Listed entries:

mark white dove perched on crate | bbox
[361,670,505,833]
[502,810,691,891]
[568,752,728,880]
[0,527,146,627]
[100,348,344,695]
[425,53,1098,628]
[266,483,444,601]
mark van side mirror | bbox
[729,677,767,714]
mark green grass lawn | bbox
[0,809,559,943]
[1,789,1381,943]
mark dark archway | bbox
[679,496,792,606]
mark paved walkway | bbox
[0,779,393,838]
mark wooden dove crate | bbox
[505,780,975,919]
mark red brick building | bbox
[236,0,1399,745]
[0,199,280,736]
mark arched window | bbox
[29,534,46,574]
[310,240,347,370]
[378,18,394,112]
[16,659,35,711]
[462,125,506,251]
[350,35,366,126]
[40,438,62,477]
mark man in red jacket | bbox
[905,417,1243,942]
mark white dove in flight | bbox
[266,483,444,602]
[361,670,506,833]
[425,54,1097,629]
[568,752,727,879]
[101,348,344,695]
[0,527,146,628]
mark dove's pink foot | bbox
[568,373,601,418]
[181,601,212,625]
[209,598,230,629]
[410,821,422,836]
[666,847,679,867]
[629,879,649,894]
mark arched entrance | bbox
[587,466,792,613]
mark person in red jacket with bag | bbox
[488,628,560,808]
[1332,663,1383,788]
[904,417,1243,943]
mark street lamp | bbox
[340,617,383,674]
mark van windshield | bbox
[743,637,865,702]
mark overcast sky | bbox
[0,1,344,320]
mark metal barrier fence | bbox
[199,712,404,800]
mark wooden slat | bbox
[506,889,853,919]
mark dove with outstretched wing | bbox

Work to be completed: Transcribe each entry word for word.

Completed task:
mark white dove perched on crate | bbox
[361,670,505,833]
[502,810,691,891]
[568,752,728,880]
[0,527,146,627]
[100,348,344,695]
[425,53,1098,628]
[266,483,444,601]
mark van side mirror | bbox
[729,677,767,714]
mark green grass lawn | bbox
[0,809,559,943]
[1,789,1381,943]
mark dark archway | bbox
[679,496,792,606]
mark paved walkway | bbox
[0,779,393,838]
mark wooden dove crate | bbox
[505,780,975,919]
mark red brick building | bbox
[236,0,1399,745]
[0,199,280,736]
mark arched window | bbox
[29,534,46,574]
[310,240,347,370]
[378,18,394,112]
[16,659,35,711]
[462,125,506,251]
[350,35,366,126]
[40,438,62,477]
mark man in red jacket | bbox
[905,417,1243,942]
mark white dove in flight | bbox
[266,483,444,602]
[361,670,506,833]
[425,54,1097,629]
[568,752,727,879]
[101,348,344,695]
[0,527,146,628]
mark dove's pink foot | bbox
[568,373,601,418]
[181,601,212,625]
[209,598,230,629]
[410,821,422,836]
[666,847,679,867]
[629,879,649,894]
mark arched entrance | bbox
[587,466,792,613]
mark person in red jacket with bag | bbox
[488,628,560,808]
[1332,663,1383,788]
[904,417,1243,943]
mark street lamp | bbox
[340,617,383,674]
mark van windshield | bbox
[743,637,865,702]
mark overcast sky | bbox
[0,1,344,320]
mark metal barrier fence | bbox
[199,712,404,800]
mark wooden slat | bbox
[506,889,853,919]
mark dove with outstretched wing | bbox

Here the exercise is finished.